> PROBLEM STATEMENT
Can you repeat everything in the records below, from the line containing "Where in the photo above can the distant island" down through the line containing "(1033, 473)", keeping both of those lines?

─── MATERIAL TO PROCESS ───

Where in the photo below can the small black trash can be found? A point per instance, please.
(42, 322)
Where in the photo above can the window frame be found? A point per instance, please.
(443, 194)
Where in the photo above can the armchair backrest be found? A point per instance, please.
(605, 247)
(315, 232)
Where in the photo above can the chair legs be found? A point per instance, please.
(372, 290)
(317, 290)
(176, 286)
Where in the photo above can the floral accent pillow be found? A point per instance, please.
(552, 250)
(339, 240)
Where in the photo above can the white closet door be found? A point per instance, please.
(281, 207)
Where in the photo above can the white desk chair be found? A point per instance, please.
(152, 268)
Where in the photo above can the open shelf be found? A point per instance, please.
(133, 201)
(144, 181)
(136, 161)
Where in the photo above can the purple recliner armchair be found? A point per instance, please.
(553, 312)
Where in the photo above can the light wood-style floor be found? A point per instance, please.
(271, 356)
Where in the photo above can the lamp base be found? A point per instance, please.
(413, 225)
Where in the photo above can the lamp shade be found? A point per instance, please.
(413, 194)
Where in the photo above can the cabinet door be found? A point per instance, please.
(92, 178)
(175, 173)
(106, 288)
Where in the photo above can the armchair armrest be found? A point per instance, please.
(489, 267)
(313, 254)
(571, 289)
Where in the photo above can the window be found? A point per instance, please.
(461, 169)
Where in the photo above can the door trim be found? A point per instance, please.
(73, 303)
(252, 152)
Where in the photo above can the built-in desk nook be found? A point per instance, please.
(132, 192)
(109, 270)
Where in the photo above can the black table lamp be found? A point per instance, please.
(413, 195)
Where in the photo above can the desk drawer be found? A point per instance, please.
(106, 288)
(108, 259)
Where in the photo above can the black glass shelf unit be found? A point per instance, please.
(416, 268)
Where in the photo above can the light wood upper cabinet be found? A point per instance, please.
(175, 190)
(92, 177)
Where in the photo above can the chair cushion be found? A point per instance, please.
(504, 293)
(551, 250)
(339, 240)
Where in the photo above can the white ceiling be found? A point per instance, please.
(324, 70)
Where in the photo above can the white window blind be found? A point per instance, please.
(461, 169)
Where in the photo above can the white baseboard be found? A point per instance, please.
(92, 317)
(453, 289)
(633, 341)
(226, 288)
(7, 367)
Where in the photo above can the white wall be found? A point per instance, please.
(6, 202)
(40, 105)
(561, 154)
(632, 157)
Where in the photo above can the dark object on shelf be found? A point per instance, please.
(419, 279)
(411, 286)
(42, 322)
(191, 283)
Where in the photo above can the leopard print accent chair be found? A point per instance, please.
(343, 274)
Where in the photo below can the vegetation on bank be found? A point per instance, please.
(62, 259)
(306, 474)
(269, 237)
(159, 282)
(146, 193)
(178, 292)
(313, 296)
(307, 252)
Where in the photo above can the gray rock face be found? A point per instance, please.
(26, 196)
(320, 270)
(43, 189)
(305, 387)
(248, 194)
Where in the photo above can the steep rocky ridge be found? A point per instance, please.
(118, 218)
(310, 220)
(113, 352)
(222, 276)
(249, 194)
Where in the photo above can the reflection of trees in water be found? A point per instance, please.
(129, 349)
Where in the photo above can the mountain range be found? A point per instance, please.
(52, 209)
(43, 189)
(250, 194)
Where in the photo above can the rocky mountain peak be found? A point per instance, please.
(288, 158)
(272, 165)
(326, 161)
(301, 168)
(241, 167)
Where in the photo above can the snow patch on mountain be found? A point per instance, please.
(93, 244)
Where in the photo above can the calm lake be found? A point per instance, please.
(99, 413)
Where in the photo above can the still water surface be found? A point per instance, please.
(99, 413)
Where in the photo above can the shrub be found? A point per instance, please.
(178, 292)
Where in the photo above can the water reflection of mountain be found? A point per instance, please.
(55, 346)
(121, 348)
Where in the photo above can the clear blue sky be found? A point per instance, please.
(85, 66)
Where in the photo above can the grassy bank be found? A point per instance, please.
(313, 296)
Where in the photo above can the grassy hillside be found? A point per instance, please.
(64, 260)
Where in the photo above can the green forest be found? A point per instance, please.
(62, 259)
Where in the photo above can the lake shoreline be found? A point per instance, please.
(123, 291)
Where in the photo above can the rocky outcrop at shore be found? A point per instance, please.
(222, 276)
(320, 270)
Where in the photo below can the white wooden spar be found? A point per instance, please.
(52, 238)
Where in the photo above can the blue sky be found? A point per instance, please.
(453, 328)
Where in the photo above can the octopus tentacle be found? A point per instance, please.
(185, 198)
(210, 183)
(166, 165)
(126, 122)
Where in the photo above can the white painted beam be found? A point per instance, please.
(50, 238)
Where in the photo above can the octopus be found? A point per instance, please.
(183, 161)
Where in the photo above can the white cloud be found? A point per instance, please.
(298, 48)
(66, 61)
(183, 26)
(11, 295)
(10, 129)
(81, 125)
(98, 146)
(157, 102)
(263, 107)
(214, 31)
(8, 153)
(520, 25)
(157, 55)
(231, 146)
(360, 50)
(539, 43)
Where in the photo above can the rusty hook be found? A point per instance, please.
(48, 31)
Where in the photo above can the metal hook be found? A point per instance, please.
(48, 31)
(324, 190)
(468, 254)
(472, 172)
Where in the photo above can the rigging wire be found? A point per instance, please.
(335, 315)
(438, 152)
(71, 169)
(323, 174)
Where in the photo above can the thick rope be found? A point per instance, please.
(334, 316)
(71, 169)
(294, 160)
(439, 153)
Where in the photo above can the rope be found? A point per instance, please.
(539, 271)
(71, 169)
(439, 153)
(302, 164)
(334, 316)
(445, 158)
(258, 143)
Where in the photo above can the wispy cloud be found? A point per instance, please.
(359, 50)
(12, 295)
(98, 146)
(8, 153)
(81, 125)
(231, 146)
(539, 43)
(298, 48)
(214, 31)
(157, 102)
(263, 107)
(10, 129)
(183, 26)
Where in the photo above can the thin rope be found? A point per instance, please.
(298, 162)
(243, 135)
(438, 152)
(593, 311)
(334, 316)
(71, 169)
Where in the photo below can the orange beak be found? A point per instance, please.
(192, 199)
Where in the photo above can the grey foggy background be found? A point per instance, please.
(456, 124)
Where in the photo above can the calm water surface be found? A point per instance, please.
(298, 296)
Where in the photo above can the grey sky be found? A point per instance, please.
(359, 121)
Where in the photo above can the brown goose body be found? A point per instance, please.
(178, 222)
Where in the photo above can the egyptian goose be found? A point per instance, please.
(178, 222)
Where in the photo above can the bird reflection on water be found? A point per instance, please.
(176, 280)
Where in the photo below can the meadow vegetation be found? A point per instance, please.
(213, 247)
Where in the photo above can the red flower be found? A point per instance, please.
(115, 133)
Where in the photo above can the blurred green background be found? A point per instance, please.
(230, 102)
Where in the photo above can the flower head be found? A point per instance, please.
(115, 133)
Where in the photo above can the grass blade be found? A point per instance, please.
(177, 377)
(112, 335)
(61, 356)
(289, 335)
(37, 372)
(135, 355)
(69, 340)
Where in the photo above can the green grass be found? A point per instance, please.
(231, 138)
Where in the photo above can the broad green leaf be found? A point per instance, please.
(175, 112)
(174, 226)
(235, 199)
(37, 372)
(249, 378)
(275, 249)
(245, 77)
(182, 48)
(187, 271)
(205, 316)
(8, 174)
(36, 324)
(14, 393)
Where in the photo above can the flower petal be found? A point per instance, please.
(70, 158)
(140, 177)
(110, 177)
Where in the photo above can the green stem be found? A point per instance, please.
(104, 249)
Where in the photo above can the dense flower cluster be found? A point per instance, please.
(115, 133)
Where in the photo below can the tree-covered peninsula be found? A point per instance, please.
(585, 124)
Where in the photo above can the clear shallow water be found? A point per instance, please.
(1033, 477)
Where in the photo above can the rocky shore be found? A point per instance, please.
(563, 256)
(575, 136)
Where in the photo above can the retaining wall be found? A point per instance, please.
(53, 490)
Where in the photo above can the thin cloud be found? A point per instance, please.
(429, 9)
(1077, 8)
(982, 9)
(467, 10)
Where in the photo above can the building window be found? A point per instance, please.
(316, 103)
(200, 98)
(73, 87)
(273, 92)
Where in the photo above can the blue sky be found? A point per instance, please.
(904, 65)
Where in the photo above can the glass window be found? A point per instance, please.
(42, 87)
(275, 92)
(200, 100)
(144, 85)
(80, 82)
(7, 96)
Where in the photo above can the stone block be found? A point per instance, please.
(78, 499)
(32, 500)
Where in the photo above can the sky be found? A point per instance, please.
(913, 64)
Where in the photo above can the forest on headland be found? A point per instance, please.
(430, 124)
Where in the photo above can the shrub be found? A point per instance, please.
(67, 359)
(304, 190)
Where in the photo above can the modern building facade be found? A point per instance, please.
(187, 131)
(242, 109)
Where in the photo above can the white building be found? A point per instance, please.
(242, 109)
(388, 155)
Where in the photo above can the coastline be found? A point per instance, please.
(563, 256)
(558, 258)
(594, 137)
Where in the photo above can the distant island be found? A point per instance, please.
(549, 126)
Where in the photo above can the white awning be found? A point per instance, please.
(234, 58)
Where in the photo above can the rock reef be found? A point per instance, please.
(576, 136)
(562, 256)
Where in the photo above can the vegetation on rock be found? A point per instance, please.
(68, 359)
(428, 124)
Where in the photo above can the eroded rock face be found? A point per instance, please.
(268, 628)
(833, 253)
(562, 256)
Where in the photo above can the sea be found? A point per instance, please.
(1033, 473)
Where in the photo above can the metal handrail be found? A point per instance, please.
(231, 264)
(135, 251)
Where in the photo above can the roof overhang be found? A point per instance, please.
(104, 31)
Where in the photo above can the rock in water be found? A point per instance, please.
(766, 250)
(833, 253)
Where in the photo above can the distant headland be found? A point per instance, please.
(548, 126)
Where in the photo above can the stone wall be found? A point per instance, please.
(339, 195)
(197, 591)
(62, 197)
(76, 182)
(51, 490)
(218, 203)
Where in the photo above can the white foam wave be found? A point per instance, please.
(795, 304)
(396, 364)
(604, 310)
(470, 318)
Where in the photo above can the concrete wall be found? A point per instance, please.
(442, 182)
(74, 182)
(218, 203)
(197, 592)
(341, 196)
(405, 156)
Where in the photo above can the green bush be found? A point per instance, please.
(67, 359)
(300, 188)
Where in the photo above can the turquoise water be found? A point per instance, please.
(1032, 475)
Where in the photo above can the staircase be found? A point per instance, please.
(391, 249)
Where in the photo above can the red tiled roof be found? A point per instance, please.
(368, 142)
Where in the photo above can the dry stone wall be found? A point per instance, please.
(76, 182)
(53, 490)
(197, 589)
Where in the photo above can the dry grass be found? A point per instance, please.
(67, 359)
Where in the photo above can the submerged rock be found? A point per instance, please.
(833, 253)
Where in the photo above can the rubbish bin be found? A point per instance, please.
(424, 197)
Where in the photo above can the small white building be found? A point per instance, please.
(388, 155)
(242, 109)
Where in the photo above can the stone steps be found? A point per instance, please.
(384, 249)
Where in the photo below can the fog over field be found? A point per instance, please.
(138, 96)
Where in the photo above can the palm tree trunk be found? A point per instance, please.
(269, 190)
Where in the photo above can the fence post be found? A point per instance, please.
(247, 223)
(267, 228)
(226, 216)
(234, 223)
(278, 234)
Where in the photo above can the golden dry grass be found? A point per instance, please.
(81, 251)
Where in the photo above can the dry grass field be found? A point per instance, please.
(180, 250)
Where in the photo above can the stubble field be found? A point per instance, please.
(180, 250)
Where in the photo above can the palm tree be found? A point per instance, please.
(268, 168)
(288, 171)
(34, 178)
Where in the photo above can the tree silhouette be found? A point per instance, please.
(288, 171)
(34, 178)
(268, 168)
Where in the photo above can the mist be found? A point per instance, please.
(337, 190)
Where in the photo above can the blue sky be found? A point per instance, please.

───

> FULL SOLUTION
Where in the photo above can the distant island be found? A point per instance, please.
(549, 126)
Where in the photo above can the white awning be found? A point per instance, please.
(234, 58)
Where in the photo above can the rock reef be found? A point per instance, please.
(576, 136)
(562, 256)
Where in the photo above can the vegetation on rock be found? A point per instance, please.
(68, 359)
(428, 124)
Where in the photo above can the eroded rock face be found? A point per instance, please.
(268, 628)
(833, 253)
(562, 256)
Where in the photo above can the sea be found? A point per instance, please.
(1033, 473)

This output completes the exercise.